▶ _What you will do_
Could you copy out, word for word, the lines of the entries below from the one containing "For quality assurance, re-label every door frame" through the one containing "180,82,211,129", both included?

▶ _Provided material_
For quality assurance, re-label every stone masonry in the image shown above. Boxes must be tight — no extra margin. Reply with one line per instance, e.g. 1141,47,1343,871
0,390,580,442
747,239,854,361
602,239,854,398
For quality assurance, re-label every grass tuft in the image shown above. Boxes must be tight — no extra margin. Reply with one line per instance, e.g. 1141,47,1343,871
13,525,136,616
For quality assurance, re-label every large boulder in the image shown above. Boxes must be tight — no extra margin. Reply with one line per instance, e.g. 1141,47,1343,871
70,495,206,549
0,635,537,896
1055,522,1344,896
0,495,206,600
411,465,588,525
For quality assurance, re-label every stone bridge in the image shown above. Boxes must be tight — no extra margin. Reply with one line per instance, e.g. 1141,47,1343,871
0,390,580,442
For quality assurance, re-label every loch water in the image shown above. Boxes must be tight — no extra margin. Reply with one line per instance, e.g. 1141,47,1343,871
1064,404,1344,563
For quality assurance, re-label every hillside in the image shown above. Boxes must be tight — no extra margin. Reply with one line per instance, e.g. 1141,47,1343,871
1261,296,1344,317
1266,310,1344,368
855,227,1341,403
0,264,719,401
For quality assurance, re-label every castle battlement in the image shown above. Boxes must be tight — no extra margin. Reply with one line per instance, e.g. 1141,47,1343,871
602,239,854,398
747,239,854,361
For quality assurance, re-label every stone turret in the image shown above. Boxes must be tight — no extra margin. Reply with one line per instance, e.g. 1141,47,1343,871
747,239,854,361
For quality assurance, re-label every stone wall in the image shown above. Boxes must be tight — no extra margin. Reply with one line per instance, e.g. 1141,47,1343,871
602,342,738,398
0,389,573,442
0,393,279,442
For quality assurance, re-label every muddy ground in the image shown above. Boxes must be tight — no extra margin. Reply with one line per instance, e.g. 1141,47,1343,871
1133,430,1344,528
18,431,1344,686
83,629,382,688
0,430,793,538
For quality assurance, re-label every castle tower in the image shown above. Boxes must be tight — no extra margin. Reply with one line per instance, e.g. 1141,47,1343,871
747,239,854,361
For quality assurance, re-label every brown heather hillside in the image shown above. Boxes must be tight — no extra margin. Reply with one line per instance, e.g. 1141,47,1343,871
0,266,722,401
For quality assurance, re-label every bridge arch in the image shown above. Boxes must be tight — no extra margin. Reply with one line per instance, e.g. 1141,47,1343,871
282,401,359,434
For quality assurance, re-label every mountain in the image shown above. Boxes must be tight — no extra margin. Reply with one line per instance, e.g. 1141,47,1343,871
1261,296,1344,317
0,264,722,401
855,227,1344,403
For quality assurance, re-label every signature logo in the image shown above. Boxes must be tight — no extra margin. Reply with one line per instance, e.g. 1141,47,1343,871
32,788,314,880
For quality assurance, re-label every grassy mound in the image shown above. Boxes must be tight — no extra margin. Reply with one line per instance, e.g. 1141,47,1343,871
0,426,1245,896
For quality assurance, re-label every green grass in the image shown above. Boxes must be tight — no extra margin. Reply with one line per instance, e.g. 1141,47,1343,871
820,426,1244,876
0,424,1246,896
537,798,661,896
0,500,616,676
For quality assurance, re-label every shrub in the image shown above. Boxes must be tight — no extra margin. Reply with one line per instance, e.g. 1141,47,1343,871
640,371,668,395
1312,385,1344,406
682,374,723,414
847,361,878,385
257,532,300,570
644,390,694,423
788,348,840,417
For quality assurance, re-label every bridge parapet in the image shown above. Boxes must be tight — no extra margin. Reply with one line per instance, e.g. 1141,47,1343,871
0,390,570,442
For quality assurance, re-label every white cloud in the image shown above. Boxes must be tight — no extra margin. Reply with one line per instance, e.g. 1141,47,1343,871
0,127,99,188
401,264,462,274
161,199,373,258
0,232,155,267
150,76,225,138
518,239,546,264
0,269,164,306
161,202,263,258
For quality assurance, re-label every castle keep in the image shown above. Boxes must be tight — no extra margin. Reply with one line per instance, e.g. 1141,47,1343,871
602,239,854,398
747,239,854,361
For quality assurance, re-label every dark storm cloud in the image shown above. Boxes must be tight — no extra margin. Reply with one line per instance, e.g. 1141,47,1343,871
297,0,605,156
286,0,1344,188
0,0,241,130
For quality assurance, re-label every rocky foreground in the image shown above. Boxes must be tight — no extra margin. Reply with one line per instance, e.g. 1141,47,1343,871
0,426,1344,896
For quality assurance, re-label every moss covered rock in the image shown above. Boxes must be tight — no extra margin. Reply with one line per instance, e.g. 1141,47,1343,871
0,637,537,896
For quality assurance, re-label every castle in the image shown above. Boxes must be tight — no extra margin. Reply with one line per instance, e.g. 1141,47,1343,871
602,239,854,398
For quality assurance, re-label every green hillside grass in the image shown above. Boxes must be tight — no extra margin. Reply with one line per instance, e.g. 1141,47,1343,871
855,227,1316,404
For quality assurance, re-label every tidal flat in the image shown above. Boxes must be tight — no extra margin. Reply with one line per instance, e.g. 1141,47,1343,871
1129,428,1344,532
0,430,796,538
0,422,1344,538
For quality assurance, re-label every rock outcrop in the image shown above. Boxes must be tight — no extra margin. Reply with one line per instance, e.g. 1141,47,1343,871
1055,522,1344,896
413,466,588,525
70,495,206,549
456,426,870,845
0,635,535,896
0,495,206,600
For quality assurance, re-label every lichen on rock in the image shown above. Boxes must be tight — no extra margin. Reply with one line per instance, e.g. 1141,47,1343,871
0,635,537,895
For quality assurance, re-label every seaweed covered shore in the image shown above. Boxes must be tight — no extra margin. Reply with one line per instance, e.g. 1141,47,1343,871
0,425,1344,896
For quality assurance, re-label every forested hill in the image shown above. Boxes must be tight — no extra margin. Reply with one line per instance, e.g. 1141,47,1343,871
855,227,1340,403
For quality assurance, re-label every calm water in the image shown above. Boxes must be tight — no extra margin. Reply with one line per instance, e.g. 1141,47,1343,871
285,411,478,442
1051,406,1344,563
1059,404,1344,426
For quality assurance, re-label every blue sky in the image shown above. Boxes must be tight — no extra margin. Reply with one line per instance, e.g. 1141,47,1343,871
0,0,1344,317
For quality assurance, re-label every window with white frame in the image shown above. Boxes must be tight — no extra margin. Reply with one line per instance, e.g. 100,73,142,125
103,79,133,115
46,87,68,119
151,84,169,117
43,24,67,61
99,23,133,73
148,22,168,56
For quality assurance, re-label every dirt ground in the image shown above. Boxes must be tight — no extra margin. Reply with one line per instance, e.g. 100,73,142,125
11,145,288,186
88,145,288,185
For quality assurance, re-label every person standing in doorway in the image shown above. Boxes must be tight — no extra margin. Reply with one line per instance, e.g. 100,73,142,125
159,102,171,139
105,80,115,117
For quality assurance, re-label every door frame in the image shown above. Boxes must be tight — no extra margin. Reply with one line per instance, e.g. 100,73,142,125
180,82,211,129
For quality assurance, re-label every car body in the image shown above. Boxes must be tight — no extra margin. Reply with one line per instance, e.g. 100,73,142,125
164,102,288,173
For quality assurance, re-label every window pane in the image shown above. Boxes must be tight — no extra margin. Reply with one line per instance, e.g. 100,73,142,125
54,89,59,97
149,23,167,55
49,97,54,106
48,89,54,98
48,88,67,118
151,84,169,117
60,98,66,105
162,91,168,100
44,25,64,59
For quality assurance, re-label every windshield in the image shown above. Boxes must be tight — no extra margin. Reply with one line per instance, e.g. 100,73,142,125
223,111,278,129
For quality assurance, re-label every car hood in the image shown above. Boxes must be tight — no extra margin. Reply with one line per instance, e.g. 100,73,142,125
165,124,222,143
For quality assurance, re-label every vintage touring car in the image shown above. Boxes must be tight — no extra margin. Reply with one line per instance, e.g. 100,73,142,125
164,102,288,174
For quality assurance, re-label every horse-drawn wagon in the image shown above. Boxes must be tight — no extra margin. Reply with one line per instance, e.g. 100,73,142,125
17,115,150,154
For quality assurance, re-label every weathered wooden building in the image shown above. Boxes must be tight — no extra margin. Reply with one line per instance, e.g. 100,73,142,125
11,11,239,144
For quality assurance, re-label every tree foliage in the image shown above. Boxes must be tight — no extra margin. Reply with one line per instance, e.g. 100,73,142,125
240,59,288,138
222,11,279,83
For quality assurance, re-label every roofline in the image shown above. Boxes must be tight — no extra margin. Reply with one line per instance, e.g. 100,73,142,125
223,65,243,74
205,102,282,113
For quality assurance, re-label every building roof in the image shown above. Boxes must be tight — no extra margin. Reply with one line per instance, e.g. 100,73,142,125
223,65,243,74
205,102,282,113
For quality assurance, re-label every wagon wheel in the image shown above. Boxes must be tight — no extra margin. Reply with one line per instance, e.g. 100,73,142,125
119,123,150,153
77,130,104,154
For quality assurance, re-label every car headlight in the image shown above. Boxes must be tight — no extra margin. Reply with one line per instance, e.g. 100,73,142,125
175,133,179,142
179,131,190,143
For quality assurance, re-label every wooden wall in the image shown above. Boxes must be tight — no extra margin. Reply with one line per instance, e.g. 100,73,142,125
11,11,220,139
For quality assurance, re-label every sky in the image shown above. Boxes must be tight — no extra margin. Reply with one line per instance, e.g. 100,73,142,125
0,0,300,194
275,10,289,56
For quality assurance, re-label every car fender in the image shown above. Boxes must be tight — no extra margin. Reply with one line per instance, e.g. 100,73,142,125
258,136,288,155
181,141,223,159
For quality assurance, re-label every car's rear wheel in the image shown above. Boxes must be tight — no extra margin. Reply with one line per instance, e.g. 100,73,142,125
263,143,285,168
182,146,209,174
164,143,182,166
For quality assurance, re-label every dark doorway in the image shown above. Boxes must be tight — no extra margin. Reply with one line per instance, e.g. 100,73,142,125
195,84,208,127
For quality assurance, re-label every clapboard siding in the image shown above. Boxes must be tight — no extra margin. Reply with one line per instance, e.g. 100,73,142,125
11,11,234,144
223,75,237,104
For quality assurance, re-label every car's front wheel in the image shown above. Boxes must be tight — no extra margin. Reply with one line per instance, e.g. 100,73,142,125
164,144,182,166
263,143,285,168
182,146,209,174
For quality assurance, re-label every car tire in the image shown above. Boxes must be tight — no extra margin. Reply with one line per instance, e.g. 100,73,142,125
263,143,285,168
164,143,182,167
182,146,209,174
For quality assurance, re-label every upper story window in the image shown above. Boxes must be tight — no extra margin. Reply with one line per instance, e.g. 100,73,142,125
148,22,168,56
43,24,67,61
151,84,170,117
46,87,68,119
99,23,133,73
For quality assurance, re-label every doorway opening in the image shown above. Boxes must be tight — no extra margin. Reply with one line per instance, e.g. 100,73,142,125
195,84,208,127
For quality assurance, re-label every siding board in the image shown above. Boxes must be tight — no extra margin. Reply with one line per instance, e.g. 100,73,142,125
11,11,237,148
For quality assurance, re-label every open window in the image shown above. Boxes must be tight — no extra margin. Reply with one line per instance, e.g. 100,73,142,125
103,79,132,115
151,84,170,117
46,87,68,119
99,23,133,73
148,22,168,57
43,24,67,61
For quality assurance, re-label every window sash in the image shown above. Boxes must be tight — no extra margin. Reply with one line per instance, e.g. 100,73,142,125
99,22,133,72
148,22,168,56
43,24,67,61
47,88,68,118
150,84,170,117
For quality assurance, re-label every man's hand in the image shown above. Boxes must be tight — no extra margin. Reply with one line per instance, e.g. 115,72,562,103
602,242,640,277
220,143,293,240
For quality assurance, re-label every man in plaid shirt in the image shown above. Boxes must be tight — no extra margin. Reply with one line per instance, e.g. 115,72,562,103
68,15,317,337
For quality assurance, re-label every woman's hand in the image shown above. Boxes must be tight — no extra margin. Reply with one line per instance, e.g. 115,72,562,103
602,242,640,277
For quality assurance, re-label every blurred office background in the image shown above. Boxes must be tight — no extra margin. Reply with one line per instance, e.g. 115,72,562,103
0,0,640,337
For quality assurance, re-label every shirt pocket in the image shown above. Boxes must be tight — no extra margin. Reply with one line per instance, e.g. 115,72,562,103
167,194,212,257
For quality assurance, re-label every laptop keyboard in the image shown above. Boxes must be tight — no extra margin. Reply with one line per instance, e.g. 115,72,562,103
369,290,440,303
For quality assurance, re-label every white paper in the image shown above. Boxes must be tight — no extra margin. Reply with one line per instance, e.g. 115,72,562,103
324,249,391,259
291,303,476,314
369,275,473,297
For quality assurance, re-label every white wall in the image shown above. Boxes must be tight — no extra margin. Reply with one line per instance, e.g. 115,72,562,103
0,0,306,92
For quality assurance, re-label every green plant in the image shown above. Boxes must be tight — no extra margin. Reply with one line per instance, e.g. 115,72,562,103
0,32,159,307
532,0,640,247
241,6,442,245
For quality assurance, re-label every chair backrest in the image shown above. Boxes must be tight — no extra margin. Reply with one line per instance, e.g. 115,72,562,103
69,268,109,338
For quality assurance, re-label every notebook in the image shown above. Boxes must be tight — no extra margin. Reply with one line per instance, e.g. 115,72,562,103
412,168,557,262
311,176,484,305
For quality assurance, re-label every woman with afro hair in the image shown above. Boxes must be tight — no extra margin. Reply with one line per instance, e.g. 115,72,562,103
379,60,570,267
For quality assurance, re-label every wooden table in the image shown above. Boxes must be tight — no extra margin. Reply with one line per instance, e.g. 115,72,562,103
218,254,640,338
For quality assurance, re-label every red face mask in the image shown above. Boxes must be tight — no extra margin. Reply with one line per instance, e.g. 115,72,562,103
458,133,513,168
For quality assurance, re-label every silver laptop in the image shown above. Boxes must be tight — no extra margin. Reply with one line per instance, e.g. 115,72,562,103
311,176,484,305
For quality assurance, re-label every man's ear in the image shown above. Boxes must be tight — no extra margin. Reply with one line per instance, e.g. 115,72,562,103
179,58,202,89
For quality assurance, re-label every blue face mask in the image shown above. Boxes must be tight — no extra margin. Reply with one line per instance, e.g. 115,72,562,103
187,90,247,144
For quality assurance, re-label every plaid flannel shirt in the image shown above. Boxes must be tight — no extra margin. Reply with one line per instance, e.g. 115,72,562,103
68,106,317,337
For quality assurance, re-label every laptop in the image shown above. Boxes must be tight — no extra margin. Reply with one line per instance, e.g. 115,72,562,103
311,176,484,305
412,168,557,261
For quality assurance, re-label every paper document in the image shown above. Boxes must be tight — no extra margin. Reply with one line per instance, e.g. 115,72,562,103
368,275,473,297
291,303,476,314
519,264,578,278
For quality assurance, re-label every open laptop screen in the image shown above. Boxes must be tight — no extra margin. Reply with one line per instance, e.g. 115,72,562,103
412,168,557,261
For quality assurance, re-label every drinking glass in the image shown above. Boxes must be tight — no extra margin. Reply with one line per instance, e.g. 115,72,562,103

▶ _Exercise answer_
For quality assurance, re-label every door frame in the image shown above. Boxes must be tight — no extra margin. Reply with one line per instance, e.g. 100,73,142,125
180,82,211,129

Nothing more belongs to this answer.